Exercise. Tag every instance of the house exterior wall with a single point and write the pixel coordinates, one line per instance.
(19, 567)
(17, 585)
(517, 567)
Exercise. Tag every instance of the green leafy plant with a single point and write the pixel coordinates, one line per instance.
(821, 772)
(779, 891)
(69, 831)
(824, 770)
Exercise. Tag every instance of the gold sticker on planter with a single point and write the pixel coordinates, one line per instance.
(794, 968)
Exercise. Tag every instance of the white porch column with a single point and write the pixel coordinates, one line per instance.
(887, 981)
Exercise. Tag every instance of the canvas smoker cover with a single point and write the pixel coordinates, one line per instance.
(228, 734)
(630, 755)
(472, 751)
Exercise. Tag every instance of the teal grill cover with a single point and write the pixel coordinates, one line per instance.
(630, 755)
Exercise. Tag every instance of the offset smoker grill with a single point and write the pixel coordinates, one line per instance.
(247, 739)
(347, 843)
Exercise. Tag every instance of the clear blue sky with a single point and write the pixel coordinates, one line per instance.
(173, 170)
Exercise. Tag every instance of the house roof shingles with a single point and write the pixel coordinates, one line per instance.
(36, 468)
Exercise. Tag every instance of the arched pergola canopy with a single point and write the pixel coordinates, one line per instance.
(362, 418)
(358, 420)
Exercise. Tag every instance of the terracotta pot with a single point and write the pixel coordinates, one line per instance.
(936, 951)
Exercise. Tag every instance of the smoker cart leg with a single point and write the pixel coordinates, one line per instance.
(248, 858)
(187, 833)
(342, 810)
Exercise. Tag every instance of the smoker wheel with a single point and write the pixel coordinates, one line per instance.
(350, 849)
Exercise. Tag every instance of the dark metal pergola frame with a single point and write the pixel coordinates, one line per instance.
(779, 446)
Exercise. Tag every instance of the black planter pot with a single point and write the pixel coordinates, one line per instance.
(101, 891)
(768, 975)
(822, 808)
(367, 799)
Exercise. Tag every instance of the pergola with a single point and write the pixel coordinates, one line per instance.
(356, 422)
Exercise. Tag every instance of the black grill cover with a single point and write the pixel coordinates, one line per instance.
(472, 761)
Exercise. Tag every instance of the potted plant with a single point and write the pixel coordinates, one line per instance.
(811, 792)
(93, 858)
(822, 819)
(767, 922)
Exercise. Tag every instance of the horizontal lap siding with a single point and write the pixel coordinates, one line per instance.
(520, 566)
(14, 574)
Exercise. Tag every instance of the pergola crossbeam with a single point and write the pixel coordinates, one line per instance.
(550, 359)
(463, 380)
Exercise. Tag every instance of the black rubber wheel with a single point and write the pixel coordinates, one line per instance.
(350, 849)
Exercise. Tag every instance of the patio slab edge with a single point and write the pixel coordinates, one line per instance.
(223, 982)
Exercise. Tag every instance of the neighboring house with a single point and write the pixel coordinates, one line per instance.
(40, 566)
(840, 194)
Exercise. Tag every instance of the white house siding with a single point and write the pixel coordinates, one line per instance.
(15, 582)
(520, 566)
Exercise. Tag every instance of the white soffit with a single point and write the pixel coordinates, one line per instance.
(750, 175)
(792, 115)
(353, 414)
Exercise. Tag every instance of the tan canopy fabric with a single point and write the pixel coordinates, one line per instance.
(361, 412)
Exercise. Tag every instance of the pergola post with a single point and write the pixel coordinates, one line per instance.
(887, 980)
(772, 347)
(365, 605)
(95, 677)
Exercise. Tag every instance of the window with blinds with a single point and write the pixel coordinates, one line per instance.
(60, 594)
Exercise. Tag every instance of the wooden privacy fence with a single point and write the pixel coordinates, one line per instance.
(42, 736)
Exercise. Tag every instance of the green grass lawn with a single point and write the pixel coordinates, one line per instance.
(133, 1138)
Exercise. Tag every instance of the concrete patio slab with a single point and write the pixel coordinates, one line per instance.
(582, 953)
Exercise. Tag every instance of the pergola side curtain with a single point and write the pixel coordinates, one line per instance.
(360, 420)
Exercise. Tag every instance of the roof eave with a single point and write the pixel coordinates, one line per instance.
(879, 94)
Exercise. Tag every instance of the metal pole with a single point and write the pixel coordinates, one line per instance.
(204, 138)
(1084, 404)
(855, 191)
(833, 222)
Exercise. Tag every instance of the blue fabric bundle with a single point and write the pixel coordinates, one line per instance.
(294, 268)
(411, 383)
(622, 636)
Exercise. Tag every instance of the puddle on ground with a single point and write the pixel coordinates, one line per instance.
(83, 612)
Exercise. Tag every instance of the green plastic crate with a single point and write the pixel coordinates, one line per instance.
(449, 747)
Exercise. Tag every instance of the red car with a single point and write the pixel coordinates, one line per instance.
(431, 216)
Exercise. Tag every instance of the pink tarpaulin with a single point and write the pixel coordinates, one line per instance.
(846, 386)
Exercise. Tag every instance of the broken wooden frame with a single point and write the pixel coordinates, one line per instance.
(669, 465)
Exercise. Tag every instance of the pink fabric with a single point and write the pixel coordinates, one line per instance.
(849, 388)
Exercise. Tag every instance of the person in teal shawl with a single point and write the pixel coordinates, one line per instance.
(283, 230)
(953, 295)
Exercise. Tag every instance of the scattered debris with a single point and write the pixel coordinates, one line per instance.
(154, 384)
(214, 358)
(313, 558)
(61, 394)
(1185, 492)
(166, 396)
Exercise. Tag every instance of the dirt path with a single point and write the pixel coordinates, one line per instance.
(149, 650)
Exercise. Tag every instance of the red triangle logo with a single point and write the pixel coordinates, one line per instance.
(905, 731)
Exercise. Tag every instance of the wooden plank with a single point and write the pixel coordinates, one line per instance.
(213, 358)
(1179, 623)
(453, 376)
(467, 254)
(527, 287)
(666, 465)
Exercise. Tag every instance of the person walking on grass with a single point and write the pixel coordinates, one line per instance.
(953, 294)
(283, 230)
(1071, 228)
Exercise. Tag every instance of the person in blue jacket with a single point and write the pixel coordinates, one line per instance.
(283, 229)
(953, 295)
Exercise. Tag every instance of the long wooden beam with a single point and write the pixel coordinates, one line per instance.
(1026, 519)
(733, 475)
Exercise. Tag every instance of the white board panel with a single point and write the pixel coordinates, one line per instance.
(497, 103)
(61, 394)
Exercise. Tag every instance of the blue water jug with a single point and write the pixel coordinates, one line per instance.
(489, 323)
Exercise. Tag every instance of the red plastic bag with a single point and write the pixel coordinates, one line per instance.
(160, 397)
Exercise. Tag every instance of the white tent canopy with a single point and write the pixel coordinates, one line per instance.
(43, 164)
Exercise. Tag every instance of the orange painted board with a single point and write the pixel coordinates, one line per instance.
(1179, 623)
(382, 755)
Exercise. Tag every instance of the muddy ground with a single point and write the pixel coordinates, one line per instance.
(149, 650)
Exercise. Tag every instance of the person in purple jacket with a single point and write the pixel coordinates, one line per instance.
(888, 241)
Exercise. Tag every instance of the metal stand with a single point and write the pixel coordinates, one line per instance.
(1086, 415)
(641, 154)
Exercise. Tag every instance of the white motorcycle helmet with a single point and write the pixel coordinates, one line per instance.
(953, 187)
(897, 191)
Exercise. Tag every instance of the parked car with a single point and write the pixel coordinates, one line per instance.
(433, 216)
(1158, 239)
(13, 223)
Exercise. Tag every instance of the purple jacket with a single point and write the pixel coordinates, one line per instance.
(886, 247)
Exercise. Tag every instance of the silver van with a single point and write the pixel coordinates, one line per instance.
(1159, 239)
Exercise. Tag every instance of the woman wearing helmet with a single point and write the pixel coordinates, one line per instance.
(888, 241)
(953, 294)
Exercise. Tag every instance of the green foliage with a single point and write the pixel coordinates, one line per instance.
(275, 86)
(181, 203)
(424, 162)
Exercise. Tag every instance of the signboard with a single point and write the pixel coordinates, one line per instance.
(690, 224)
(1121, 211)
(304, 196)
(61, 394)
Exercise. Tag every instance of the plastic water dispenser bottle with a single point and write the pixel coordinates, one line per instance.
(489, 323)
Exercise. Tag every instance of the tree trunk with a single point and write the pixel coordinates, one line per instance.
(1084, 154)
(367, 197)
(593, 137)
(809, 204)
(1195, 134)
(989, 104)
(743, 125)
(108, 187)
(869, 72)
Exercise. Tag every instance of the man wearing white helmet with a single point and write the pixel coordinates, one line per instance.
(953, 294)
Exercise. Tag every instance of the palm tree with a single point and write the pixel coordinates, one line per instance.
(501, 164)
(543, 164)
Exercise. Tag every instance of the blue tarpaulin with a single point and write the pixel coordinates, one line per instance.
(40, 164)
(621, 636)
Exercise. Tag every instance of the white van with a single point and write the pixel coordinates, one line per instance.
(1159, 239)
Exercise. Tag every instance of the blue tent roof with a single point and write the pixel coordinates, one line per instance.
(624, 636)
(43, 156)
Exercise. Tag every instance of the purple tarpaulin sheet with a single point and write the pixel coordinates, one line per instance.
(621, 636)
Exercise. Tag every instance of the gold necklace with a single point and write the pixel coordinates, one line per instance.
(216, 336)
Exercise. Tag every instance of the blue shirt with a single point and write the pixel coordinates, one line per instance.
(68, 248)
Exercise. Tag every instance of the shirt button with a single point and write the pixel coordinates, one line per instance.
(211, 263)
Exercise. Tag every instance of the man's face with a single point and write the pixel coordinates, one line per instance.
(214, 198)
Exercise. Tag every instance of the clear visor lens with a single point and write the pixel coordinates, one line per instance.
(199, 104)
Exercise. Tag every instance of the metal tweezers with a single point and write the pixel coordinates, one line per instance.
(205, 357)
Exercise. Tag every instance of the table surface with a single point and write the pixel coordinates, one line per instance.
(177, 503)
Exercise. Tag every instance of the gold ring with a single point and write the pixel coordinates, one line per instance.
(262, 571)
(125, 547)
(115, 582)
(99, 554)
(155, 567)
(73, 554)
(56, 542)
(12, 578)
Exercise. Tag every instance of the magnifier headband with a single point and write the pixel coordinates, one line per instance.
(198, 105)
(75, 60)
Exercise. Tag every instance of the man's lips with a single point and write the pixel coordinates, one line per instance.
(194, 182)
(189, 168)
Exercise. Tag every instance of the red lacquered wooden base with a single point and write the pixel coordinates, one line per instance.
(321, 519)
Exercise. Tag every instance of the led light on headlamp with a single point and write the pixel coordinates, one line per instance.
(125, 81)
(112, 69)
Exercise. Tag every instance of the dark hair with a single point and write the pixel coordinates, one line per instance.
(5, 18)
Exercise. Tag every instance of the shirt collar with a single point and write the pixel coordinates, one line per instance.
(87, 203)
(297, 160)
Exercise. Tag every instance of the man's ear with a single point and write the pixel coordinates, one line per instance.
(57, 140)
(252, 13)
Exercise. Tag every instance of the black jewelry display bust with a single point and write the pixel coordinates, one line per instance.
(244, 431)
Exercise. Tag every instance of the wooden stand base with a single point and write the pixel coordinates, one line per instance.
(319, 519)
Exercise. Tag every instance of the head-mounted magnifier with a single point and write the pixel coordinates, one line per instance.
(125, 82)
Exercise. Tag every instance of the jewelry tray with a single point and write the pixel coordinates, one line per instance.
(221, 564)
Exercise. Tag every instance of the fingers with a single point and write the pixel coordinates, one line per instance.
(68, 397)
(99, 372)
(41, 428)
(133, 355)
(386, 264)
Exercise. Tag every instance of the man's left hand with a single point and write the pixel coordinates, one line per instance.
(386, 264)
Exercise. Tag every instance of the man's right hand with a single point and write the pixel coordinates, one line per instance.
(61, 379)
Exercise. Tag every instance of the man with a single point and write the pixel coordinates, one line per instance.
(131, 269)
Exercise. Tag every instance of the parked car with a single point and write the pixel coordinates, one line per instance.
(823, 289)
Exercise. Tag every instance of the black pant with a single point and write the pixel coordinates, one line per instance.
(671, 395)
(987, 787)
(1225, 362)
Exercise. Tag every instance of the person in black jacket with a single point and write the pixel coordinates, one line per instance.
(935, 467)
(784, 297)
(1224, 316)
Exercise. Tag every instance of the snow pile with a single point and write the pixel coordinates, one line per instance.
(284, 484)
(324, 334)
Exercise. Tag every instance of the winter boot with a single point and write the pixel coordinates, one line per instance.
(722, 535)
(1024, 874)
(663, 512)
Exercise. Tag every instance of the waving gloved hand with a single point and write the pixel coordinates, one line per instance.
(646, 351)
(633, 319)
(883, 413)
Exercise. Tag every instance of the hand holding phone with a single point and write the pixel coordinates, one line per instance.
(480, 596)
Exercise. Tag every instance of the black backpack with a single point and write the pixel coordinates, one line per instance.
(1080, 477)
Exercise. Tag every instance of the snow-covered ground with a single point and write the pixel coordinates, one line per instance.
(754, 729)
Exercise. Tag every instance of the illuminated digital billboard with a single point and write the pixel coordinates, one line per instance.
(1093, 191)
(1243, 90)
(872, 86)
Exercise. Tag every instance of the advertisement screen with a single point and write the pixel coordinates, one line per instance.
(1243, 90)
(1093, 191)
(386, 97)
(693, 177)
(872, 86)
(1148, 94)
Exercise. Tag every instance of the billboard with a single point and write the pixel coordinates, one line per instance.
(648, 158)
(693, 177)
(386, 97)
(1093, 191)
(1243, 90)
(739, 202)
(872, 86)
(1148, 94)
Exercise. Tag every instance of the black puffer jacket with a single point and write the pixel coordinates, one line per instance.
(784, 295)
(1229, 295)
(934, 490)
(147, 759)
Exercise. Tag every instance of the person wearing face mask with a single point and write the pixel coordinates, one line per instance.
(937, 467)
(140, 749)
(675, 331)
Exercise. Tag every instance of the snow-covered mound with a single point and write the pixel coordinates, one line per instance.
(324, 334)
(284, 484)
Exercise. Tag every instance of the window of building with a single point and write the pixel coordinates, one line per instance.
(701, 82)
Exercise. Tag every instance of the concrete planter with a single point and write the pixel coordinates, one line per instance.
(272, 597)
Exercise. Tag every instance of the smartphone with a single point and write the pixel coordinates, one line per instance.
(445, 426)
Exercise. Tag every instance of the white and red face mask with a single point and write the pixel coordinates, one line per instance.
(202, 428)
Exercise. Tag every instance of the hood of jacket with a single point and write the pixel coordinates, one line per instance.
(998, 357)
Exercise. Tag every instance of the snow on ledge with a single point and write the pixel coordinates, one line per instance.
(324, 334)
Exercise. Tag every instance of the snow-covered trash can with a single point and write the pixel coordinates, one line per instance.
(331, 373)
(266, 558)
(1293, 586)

——

Reply with exactly the lines from the one containing "Exercise. Tag every instance of the concrete planter" to the last line of the material, inclusive, and with nothing more.

### [RESULT FOR THIS EXERCISE]
Exercise. Tag every instance of the concrete planter with a single point and write the pixel coordinates, one line per instance.
(272, 597)
Exercise. Tag every instance of the smartphone with a single point and write the pixel coordinates, one line per instance.
(445, 426)
Exercise. Tag every instance of the white and red face mask with a single point and write the pixel coordinates, one line per instance.
(202, 428)
Exercise. Tag every instance of the hood of jacket with a single point and write the pixel coordinates, one line per instance.
(998, 357)
Exercise. Tag every instance of the snow on ledge with a single point and write the pixel coordinates, one line per instance.
(324, 334)
Exercise. Tag every instance of the snow-covered trash can with a single point and write the pixel coordinates, one line per instance.
(331, 373)
(266, 558)
(1293, 586)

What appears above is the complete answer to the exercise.